**Stated exercise**
Render every item below as a Markdown table with two columns, Row and Line: give each line its own row, number the rows in order, and leave out blank lines.

**Data provided**
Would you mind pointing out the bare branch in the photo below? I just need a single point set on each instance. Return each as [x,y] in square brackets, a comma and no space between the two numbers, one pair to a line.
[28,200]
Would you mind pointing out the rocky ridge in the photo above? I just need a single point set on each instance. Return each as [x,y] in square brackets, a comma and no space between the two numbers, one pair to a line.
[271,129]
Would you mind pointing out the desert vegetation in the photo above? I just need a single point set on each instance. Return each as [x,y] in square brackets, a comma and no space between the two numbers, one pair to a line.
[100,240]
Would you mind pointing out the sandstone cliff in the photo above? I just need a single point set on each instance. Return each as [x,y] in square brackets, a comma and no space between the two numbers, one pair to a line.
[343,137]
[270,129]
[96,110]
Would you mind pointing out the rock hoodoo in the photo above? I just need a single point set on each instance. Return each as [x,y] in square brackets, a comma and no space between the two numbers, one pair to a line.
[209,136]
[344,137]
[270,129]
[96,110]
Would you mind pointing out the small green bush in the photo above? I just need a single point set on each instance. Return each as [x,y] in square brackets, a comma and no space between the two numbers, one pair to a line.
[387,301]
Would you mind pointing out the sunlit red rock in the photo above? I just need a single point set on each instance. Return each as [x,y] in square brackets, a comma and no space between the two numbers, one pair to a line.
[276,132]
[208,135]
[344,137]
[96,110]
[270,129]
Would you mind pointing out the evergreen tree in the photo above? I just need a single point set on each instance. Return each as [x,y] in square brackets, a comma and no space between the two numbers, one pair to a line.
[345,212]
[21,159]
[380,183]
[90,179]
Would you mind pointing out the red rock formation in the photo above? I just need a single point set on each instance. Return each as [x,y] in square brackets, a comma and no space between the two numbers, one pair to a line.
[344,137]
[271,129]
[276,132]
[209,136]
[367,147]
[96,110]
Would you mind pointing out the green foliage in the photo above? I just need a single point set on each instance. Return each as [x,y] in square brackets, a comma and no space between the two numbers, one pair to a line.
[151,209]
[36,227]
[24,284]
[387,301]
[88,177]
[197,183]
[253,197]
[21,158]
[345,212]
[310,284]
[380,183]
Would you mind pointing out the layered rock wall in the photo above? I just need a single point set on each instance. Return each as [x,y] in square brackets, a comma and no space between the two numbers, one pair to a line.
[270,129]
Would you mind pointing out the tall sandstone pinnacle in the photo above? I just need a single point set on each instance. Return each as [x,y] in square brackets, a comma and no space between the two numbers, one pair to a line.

**Solved exercise**
| Row | Line |
|---|---|
| 1 | Would you mind pointing out the bare branch in the photo below? I just need a single point set on each instance. Return each as [x,y] in square brackets, a comma and no space between the two numbers, one pair to a line. |
| 2 | [28,200] |
| 3 | Would you mind pointing out the rocky ridge in the photo above? I just need a single point set on each instance. Return each as [x,y] in square brackets, a comma and no space between the two numbers, one pair to a line. |
| 4 | [271,129] |
| 5 | Would you mind pointing out the desert vegetation in the photo above? I just need a single point set on each instance. Return each as [x,y] in square brackets, a comma and no space between the two numbers, one pair to a line. |
| 6 | [100,240] |
| 7 | Would you mind pointing out the sandstone cliff in the photo above? I just need a single point set on each instance. Return each as [x,y] in square brackets, a comma and no space between the two numbers, one pair to a line. |
| 8 | [343,137] |
| 9 | [270,129] |
| 10 | [96,110] |
| 11 | Would you mind pointing out the rock hoodoo in the photo above? I just need a single point set on each instance. Return each as [x,y] in square brackets, a comma and no space between the two numbers, one pair to a line. |
| 12 | [209,136] |
| 13 | [344,137] |
| 14 | [270,129] |
| 15 | [96,110] |
| 16 | Would you mind pointing out the small green bush in the photo above? I just need a single point set on each instance. Return each as [x,y] in square brackets, a comma and no space between the two numbers, one pair to a line. |
| 17 | [387,301] |
| 18 | Would you mind pointing out the sunlit red rock in the photo above? I just need a single point set on each instance. Return each as [x,y] in square brackets, a comma and no space between the two numbers, one pair to a line. |
| 19 | [276,132] |
| 20 | [208,135] |
| 21 | [344,137] |
| 22 | [96,110] |
| 23 | [270,129] |
| 24 | Would you mind pointing out the evergreen tree in the photo above? I just need a single point set on each instance. Return each as [x,y] in square brackets, a comma and no space between the two numbers, one pair to a line. |
| 25 | [345,212] |
| 26 | [21,159] |
| 27 | [380,183] |
| 28 | [90,179] |
| 29 | Would you mind pointing out the red rock formation in the photo above? I just need a single point set on each instance. Return each as [x,y] in square brackets, a comma and no space between the two numbers, one pair to a line. |
| 30 | [344,137] |
| 31 | [271,129] |
| 32 | [276,132] |
| 33 | [209,136] |
| 34 | [367,147] |
| 35 | [96,110] |
| 36 | Would you mind pointing out the green foliage in the photo above? I just need a single point set on each instance. Return each as [x,y] in square brackets, a comma and no space between the two numbers, one pair to a line. |
| 37 | [151,209] |
| 38 | [36,227] |
| 39 | [24,284] |
| 40 | [387,301] |
| 41 | [88,177] |
| 42 | [197,183] |
| 43 | [253,197] |
| 44 | [21,158] |
| 45 | [345,212] |
| 46 | [310,284] |
| 47 | [380,183] |
| 48 | Would you mind pointing out the layered rock wall in the photo above? I just need a single point set on each instance. Return each as [x,y] in square brackets, a comma and no space between the two numbers, one pair to a line. |
| 49 | [270,129] |
| 50 | Would you mind pointing out the tall sandstone pinnacle in the photo above? I just need a single point set on each instance. Return each as [x,y] in square brackets, a comma and no space between the two numbers, one pair to a line. |